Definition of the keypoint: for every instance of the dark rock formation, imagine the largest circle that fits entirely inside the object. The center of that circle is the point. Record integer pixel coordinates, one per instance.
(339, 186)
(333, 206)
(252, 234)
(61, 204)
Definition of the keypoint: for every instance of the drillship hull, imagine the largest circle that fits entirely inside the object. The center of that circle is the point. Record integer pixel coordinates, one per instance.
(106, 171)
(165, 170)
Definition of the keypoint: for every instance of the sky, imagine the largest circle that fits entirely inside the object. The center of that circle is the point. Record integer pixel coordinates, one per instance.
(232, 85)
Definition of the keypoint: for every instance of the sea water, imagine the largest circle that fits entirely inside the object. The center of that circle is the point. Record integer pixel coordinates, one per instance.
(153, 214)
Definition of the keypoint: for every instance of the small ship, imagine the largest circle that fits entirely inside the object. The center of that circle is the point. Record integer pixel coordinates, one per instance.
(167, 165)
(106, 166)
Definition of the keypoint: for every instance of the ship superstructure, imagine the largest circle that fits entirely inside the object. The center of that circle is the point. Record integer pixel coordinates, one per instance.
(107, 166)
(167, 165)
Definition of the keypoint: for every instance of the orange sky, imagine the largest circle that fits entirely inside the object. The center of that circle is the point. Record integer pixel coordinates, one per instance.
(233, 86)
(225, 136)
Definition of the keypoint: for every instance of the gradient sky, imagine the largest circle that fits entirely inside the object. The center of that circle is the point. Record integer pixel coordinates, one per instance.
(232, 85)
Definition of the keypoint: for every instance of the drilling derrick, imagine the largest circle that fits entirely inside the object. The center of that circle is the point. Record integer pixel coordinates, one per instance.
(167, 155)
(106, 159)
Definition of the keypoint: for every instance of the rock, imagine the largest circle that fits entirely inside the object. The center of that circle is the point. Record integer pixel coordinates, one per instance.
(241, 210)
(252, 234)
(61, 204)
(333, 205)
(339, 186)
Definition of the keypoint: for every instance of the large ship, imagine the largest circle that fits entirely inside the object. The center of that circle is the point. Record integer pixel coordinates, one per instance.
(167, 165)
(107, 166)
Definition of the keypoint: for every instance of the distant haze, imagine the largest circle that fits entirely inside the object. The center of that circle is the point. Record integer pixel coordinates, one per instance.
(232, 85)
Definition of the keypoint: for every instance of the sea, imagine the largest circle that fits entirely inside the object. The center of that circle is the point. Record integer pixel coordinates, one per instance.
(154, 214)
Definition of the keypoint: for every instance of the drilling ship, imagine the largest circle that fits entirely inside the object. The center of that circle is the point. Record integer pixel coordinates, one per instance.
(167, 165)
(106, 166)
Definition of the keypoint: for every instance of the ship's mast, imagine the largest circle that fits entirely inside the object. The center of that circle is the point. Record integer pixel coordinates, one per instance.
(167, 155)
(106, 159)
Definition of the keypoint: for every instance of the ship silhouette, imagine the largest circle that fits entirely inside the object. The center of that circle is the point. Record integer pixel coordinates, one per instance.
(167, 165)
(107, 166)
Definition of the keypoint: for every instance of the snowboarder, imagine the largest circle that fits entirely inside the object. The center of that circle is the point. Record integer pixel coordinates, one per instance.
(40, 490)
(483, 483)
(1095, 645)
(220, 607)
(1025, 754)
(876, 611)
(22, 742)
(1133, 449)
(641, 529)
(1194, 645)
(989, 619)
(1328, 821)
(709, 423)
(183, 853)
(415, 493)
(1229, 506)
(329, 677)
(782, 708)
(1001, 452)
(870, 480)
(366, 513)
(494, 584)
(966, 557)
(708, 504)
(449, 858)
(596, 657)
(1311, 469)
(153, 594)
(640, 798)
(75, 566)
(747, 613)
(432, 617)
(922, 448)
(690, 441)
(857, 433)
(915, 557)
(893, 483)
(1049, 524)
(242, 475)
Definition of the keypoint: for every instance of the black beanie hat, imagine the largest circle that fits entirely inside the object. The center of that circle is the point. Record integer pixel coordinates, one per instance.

* _Exercise aim_:
Copy out all of the items above word for word, with nothing added or left out.

* _The response_:
Definition of the keypoint: for every instance of the dark rock formation, imagine the largest circle that fits entirely inside the object. The center of that circle is the point. Record integer pixel coordinates, one per instance.
(339, 186)
(333, 206)
(252, 234)
(61, 204)
Definition of the keypoint: for every instance of the drillship hull, imagine the largest circle that fits entirely inside the object. The center of that circle is the point. Record integer pixel coordinates, one per instance.
(106, 171)
(165, 170)
Definition of the keypoint: for every instance of the sky, imagine the largest circle that fits entirely inside the object. The center of that circle is the point. Record integer pixel coordinates, one per instance.
(232, 85)
Definition of the keypoint: for every instance of the sea water, imagine the largest circle that fits entirely inside the object. The center of that circle is the point. Record integer pixel coordinates, one per instance.
(153, 214)
Definition of the keypoint: for every instance of the small ship, imagine the largest circle that fits entirely inside the object. The center of that circle is the point. Record integer pixel coordinates, one per instance.
(167, 165)
(106, 166)
Definition of the keypoint: for every instance of the ship superstructure, imagine the largest circle that fits entirely inside the object. The center of that circle is the point. Record integer pixel coordinates, one per instance.
(107, 166)
(167, 165)
Definition of the keypoint: for every instance of the orange sky, imagine the largest circle that fits entirely inside the object. The center of that circle is the point. Record integer pixel coordinates, one per instance.
(233, 86)
(225, 136)
Definition of the keypoint: for every instance of the gradient sky, imagine the largest circle that fits entirely inside the object. The center of that circle is the point. Record integer pixel coordinates, one per instance.
(232, 85)
Definition of the keypoint: for every instance of the drilling derrick, imagine the largest circle that fits entirely inside the object. The center of that circle is the point. Record integer pixel coordinates, one per instance.
(167, 155)
(106, 159)
Definition of the keypoint: for every instance of the rock, imagine the largest circle that fits entirely inside the object. The center of that circle is the point. Record integer pixel coordinates, one per instance.
(241, 210)
(252, 234)
(61, 204)
(333, 205)
(339, 186)
Definition of the keypoint: for every instance of the large ship, imagine the largest circle that fits entirely inside the object. The center of that circle is the point. Record integer pixel coordinates, one per instance.
(167, 165)
(107, 166)
Definition of the keypoint: for every instance of the distant haze, imagine the largest circle that fits entirely inside the object. The center of that circle is the point. Record integer pixel coordinates, one per instance.
(232, 85)
Definition of the keypoint: for every instance of the sea, imagine the largest circle that fits entirely inside the object. The center of that circle is the point. Record integer pixel coordinates, one per instance.
(154, 214)
Definition of the keypoint: for every instance of the drilling ship, imagine the largest circle that fits entirely inside the object. The center of that circle is the point. Record integer pixel coordinates, one per instance.
(167, 165)
(106, 166)
Definition of the keypoint: for every instance of the ship's mast, imagine the largest circle that fits entirely inside the object. The center of that circle is the point. Record integer pixel coordinates, one per instance.
(167, 155)
(106, 159)
Definition of the keypoint: for every instance of the ship silhouette, imagine the largest circle that fits entirely inside the object. The center of that circle is the point. Record integer pixel coordinates, one per instance.
(167, 165)
(107, 166)
Definition of the keypoint: for every instance of the snowboarder, imagine the largest circle that fits entirely inside the object. The center of that circle is the point. Record integer pixel coordinates, one per instance.
(40, 490)
(483, 483)
(1095, 645)
(220, 607)
(1025, 754)
(876, 611)
(22, 742)
(1133, 449)
(641, 529)
(1194, 645)
(989, 619)
(1328, 821)
(709, 423)
(183, 853)
(415, 493)
(1229, 506)
(329, 677)
(782, 708)
(1001, 452)
(870, 480)
(366, 513)
(494, 584)
(966, 557)
(708, 504)
(449, 858)
(596, 657)
(1311, 469)
(153, 594)
(640, 798)
(75, 566)
(747, 613)
(432, 617)
(922, 448)
(690, 441)
(857, 433)
(915, 557)
(893, 483)
(1049, 524)
(242, 475)
Definition of the keypoint: for every instance of the black beanie hat, imagine the largest circle that fits entirely inside the object. The center of that circle is the point. Record integer pixel coordinates, one per instance.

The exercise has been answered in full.